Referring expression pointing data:
.....

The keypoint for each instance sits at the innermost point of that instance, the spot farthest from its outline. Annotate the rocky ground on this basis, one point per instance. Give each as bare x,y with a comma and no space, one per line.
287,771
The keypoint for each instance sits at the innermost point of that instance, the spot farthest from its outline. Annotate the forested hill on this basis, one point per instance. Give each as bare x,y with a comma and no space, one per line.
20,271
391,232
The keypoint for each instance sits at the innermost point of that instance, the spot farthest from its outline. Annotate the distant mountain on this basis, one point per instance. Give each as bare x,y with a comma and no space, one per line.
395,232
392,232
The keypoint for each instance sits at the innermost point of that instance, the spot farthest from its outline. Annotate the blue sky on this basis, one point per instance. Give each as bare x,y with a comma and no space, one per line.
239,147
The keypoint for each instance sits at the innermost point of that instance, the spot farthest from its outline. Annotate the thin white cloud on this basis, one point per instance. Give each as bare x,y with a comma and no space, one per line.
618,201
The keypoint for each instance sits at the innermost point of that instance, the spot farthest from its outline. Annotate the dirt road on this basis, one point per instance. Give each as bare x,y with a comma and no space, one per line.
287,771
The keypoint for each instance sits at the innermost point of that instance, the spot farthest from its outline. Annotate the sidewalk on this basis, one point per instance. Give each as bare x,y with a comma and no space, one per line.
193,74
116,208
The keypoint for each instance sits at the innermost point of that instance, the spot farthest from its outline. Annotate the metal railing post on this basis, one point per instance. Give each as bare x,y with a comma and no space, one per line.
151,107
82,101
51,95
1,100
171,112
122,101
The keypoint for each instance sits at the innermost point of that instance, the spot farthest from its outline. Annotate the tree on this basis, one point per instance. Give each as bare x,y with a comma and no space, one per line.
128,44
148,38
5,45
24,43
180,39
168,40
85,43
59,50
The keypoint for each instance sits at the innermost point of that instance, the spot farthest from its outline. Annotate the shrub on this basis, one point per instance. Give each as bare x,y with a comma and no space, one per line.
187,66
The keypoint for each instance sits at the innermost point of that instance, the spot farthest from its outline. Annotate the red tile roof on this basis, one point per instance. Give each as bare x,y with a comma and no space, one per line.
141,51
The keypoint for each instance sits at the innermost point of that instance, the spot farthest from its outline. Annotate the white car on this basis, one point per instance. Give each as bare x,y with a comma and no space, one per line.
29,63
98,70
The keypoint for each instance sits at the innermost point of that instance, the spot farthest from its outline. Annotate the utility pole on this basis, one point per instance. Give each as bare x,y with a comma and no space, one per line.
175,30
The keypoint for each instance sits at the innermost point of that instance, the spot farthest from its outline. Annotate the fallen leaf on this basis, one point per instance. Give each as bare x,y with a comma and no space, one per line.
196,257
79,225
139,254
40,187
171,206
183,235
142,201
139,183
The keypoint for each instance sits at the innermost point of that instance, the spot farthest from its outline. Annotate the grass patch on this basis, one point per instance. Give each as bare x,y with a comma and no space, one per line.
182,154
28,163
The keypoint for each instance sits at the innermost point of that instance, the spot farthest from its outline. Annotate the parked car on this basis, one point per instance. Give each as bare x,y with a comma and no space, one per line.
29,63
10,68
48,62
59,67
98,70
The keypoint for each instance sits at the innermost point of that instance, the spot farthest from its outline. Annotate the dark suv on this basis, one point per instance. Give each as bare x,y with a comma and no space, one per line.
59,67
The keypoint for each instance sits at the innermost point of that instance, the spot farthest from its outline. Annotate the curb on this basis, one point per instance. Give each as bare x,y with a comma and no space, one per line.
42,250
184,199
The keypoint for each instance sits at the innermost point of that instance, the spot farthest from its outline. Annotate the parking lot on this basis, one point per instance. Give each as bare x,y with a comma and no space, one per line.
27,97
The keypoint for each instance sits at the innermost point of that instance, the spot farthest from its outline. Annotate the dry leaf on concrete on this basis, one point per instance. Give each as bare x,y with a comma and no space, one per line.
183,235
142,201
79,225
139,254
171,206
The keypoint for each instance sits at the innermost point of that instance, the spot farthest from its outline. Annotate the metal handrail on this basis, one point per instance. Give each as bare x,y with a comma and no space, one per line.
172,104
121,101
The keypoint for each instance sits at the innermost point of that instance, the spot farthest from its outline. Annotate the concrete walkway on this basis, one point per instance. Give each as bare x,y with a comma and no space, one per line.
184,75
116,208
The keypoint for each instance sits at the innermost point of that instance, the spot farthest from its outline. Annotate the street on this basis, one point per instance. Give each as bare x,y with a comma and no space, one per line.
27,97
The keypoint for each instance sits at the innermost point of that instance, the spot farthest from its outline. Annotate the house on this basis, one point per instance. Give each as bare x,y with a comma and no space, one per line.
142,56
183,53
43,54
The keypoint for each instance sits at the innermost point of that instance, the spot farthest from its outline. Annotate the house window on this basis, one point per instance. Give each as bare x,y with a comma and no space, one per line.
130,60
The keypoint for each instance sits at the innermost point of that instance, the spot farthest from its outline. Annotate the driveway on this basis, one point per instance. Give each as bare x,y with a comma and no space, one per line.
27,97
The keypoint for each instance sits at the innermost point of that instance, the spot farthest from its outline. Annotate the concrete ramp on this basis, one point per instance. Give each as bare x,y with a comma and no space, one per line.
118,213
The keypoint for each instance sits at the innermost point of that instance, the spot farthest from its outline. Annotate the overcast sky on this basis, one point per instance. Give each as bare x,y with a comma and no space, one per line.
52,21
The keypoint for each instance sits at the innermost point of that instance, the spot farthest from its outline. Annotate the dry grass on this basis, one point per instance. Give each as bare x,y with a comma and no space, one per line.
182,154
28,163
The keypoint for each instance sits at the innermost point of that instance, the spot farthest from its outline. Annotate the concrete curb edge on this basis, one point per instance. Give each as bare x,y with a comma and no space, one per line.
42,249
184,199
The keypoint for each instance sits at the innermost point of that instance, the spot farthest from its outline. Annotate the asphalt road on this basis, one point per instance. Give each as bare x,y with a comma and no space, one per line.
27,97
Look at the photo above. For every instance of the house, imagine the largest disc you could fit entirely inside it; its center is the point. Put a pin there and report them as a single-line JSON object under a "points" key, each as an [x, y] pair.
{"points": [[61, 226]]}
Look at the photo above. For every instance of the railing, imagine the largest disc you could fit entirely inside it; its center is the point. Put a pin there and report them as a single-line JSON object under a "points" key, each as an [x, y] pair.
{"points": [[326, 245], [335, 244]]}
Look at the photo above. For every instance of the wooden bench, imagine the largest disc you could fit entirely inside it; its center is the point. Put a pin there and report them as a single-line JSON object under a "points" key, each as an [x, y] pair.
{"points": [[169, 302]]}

.....

● **TASK STATEMENT**
All the records, from start to finish, are to be repeated exactly.

● **OUTPUT OF THE EXERCISE**
The keypoint for each instance sits at the innermost point of that instance, the spot farthest from its outline. Annotate the rocky ground on this basis, one point per instance. Give each as bare x,y with a comma and no space, one per line.
287,771
The keypoint for each instance sits at the innermost point of that instance, the spot farthest from its outline. Annotate the forested hill on this basis, one point per instance. Give each as bare x,y with a comma and no space, one per line.
20,271
391,232
The keypoint for each instance sits at the innermost point of that instance, the spot farthest from its outline. Annotate the distant mountain on this basis, one point per instance. Give each as bare x,y with a comma and no space, one per line.
395,232
392,232
The keypoint for each instance sits at the innermost point of that instance, the spot farthest from its outline. Annotate the blue sky on this basis, one point per instance. Give each as bare x,y with a comma and no space, one per line.
239,147
The keypoint for each instance sits at the innermost point of that instance, the spot farthest from its outline. Annotate the thin white cloud on this basis, one point per instance. Give each as bare x,y with a comma and no space, one per line.
618,201
The keypoint for each instance sits at the innermost point of that instance, the spot farthest from its outline. Annotate the dirt road on this basis, one point per instance. Give each as bare x,y with a comma and no space, one per line.
287,771
The keypoint for each instance sits at the innermost point of that instance, the spot farthest from its outline. Annotate the sidewalk on this basis, one point per instance. Give each as bare x,y with a comma and no space, one per line.
193,74
116,208
The keypoint for each instance sits at the innermost point of that instance, the spot farthest from its outline. Annotate the metal railing post on this basis, one point per instance. Give each as bare x,y with a comma and no space, one per line.
151,107
82,101
51,95
1,100
171,112
122,101
The keypoint for each instance sits at the innermost point of that instance, the spot farthest from its outline. Annotate the tree on this basis, one point per instance. Give each as bare x,y with a comma and no space, one per line.
128,44
148,38
5,45
24,43
180,39
168,40
85,43
59,50
The keypoint for each instance sits at the innermost point of that instance, the spot farthest from its outline. Annotate the shrub on this basis, one point per instance. Give each as bare x,y with a comma and no space, one per line.
187,66
The keypoint for each instance sits at the innermost point of that instance, the spot farthest from its outline. Annotate the red tile roof on this basis, one point per instance. Give each as bare x,y with a comma and no space, one per line.
141,51
The keypoint for each instance sits at the innermost point of that instance, the spot farthest from its outline. Annotate the white car on this basis, one point per instance. Give each as bare x,y with a comma and no space, one per line.
29,63
98,70
The keypoint for each instance sits at the innermost point of that instance, the spot farthest from its outline. Annotate the utility pole on this basis, one point per instance. Give each as bare x,y with a comma and no space, one per line.
175,30
The keypoint for each instance sits at the innermost point of that instance, the spot farthest from its outline. Annotate the fallen leaf on this basis, one point per instance. Give each as bare x,y with a comma and no space, one per line.
196,257
79,225
139,254
40,187
171,206
183,235
142,201
139,183
The keypoint for each instance sits at the innermost point of that instance, the spot farthest from its outline. Annotate the grass patch on this basis, one point per instance. Give each as bare x,y with a comma and no space, one per line.
182,154
28,163
The keypoint for each instance sits at the innermost point of that instance, the spot farthest from its outline. Annotate the parked car on this basis, one point per instance. Give each as bare x,y with a comma and no space, one per line.
29,63
10,68
48,62
59,67
98,70
The keypoint for each instance sits at the innermost point of that instance, the spot farthest from its outline. Annotate the dark suv on this basis, one point per instance. Give each as bare x,y with a comma and no space, one per line.
59,67
The keypoint for each instance sits at the innermost point of that instance, the spot farthest from its outline. Annotate the curb on this basis, one point per instance. Give each as bare x,y with a comma and no space, one per line.
42,250
184,199
The keypoint for each instance sits at the innermost point of that instance, the spot farthest from its outline. Annotate the parking lot on this basis, one point per instance. Give each as bare x,y with a comma and no space, one per line.
27,97
The keypoint for each instance sits at the innermost point of that instance, the spot farthest from its outline. Annotate the dry leaf on concrete on this basis, one point per instance. Give each as bare x,y with a comma and no space, one per line.
183,235
142,201
79,225
139,254
171,206
The keypoint for each instance sits at the innermost point of that instance, the spot farthest from its outline. Annotate the metal handrail on this basis, one point per instance. Give each as bare x,y with a comma and no space, one per line.
172,104
121,101
The keypoint for each instance sits at the innermost point of that instance, the spot farthest from its outline. Annotate the concrete walkway on this basis, one point per instance. Give each as bare x,y with a comma and no space, one per line.
184,75
116,208
The keypoint for each instance sits at the innermost point of that instance, the spot farthest from its outline. Annotate the street on this basis, one point per instance. Give each as bare x,y with a comma and no space, one per line.
27,97
The keypoint for each instance sits at the innermost point of that instance, the spot farthest from its outline. Annotate the house on this basis, one point per instance. Give each as bare x,y with a comma and no space, one per line.
142,56
183,53
43,54
The keypoint for each instance sits at the innermost point of that instance, the spot farthest from its outline. Annotate the house window on this basis, one point per instance. Give each as bare x,y with a comma and no space, one per line.
130,60
The keypoint for each instance sits at the innermost point of that instance, the spot farthest from its outline. Annotate the driveway on this basis, one point per instance. Give each as bare x,y with a comma and no space, one per line.
27,97
The keypoint for each instance sits at the innermost point of that instance, the spot farthest from its outline. Annotate the concrete ramp on this basis, one point per instance. Give each as bare x,y with a comma and no space, one per line.
118,213
The keypoint for each instance sits at the innermost point of that instance, the spot farthest from its outline. Annotate the overcast sky on this basis, one point per instance. Give each as bare x,y with a comma and no space, one per line.
52,21
The keypoint for each instance sits at the innermost point of that instance, the spot farthest from its outline. Annotate the dry grass on this basis, one point per instance. Give each as bare x,y with a comma and no space, one per line.
182,154
28,163
The keypoint for each instance sits at the innermost point of that instance, the spot farthest from its outline. Annotate the concrete curb edge on this basis, one point per instance. Give each as bare x,y with a comma and no space, one per line.
42,249
184,199
The keypoint for each instance sits at the innermost point of that instance, the spot farthest from its outline. Annotate the asphalt road on this basis, one point per instance. Give each as bare x,y with a comma and no space, one per line.
27,97
Look at the photo above. For every instance of the house, imagine the largest disc you could fit entirely inside it; its center is the point. Put a pin there and report them as a single-line JSON object under a "points" key, each as an [x, y] pair.
{"points": [[61, 226]]}
Look at the photo above. For every instance of the railing, imagine the largest disc you could fit entirely inside it; its center is the point. Put a pin there and report them as a single-line JSON object under a "points" key, each as an [x, y] pair.
{"points": [[326, 245], [335, 244]]}
Look at the photo above. For every instance of the wooden bench, imagine the largest disc you could fit entirely inside it; its center is the point. Put a pin there and report them as a single-line JSON object under a "points" key, each as an [x, y] pair.
{"points": [[169, 302]]}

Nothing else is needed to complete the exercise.